● **What to do**
Shift every coordinate in the answers by adding 16, and reproduce only the stretch of material from the line containing "Where can the frog's foot" through the line containing "Target: frog's eye", requests included.
Start of Data provided
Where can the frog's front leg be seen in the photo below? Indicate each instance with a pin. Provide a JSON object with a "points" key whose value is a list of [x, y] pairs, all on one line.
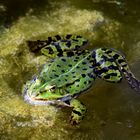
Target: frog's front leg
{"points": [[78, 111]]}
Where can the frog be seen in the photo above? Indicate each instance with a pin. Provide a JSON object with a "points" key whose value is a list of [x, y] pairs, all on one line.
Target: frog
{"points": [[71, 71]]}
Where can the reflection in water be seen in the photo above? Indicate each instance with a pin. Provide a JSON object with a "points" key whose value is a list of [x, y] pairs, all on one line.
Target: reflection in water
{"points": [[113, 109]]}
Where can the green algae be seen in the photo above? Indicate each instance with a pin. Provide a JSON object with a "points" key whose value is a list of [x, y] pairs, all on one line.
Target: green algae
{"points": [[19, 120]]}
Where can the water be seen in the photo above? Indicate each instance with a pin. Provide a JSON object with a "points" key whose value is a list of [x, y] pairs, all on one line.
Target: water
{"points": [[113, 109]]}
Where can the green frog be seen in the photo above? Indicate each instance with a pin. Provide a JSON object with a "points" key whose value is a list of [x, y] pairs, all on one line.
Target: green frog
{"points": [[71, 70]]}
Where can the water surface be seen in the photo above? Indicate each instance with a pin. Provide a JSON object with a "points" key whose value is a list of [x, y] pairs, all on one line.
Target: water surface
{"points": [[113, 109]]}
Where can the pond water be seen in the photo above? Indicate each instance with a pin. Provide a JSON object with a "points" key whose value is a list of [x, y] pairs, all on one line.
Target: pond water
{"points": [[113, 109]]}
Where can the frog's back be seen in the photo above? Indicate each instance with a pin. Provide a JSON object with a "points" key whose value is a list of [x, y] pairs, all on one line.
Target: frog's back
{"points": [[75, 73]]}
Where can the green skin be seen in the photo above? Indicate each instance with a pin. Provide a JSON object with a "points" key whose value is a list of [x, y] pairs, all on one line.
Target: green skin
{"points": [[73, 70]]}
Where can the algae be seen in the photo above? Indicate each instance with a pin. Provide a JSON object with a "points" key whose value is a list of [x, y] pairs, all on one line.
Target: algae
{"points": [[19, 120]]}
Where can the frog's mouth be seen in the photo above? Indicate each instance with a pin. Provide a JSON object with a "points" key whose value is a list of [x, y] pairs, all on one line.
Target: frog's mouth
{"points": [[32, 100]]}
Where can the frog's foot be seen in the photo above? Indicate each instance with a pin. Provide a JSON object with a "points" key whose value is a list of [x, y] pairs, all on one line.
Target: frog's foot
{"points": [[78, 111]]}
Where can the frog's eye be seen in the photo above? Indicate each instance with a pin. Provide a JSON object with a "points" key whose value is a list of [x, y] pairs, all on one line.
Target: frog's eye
End of Data provided
Start of Data provided
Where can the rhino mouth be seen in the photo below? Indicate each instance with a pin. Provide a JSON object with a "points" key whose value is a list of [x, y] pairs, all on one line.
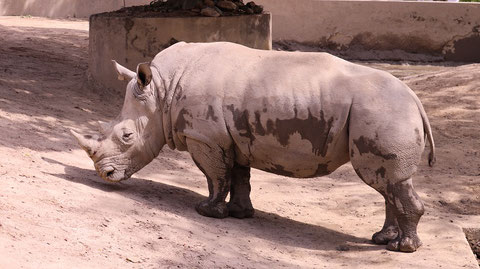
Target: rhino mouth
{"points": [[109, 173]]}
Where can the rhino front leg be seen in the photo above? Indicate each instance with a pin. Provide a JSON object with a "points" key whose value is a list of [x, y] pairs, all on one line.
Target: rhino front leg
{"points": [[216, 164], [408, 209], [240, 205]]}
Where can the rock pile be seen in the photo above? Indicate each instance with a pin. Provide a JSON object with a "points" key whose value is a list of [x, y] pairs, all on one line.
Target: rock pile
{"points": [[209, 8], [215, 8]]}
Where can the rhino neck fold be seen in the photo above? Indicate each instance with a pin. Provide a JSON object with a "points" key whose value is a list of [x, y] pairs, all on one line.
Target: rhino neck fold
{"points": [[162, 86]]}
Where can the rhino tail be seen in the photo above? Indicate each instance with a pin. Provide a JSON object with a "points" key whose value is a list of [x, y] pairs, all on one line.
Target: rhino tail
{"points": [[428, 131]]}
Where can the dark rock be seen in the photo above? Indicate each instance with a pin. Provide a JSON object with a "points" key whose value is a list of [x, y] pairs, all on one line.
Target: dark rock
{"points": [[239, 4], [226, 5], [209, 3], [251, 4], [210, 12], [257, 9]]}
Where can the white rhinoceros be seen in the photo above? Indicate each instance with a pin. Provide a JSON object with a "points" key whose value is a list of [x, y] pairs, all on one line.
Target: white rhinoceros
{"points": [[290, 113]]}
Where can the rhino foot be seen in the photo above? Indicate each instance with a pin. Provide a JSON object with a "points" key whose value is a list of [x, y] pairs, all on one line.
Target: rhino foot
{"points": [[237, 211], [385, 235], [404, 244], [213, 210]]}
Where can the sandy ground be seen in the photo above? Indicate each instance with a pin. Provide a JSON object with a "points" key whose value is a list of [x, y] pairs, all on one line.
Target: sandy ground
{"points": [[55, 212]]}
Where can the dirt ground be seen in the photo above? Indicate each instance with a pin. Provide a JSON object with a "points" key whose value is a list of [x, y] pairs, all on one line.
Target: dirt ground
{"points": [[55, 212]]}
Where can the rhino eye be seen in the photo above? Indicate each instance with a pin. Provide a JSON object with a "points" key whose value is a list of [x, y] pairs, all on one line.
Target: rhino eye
End of Data provided
Start of Data provided
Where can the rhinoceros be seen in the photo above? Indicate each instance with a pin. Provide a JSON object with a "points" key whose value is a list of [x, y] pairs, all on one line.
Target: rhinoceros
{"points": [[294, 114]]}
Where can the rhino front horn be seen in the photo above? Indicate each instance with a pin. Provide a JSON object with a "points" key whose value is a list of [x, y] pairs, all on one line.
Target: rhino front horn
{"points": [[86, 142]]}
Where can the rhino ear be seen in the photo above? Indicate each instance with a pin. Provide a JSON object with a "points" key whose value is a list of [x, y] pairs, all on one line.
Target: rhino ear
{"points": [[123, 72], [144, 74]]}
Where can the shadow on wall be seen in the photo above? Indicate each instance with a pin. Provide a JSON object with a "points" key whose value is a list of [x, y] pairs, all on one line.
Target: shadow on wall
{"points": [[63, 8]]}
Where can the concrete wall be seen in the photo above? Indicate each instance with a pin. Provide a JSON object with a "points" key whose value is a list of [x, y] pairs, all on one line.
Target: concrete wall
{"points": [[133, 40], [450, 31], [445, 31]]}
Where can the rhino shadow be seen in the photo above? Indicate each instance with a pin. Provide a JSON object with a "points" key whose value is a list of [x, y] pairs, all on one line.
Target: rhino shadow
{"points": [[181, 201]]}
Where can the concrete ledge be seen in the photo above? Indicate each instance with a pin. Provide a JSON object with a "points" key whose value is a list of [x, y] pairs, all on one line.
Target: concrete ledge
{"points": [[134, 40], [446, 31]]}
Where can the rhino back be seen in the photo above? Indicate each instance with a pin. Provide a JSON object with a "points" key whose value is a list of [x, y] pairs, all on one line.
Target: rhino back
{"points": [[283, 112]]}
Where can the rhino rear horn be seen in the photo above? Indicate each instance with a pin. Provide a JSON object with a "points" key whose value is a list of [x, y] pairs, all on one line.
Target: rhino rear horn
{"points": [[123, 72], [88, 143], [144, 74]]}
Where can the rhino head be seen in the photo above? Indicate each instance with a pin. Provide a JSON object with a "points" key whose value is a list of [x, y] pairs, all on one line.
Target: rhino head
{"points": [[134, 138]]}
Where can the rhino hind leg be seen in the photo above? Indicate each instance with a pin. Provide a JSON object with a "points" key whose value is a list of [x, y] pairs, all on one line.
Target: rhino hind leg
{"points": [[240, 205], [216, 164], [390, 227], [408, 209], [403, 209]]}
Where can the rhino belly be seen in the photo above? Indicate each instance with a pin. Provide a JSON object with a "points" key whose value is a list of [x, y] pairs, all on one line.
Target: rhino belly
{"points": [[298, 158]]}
End of Data provided
● **Task output**
Where can the frog's foot be seen in the photo above? Indicate each instance with a pin. Provide a JSON object with a "points" key whose value is a list of [x, y] pairs, all on one line.
Target: frog's foot
{"points": [[94, 127]]}
Where can the frog's eye be seen in the photo above? Indicate each instance with a pin. Provide a JSON object with a "points" key whose value is a list of [x, y] pairs, all on one line.
Target: frog's eye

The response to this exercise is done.